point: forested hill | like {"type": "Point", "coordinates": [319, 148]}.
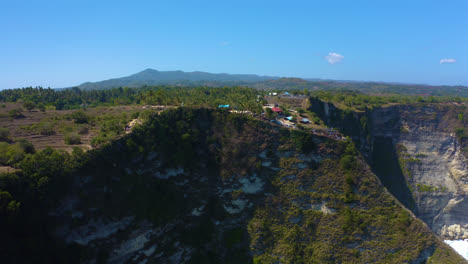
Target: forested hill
{"type": "Point", "coordinates": [154, 77]}
{"type": "Point", "coordinates": [150, 77]}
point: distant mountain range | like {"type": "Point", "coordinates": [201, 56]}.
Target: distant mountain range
{"type": "Point", "coordinates": [154, 77]}
{"type": "Point", "coordinates": [151, 77]}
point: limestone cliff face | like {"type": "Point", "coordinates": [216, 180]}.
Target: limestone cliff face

----

Reproduce all of the data above verbatim, line for line, omitting any pictures from your reproduction.

point: forested hill | like {"type": "Point", "coordinates": [319, 148]}.
Target: forested hill
{"type": "Point", "coordinates": [154, 77]}
{"type": "Point", "coordinates": [150, 77]}
point: distant mountain range | like {"type": "Point", "coordinates": [201, 56]}.
Target: distant mountain range
{"type": "Point", "coordinates": [154, 77]}
{"type": "Point", "coordinates": [151, 77]}
point: limestone cliff face | like {"type": "Point", "coordinates": [216, 180]}.
Target: limestone cliff face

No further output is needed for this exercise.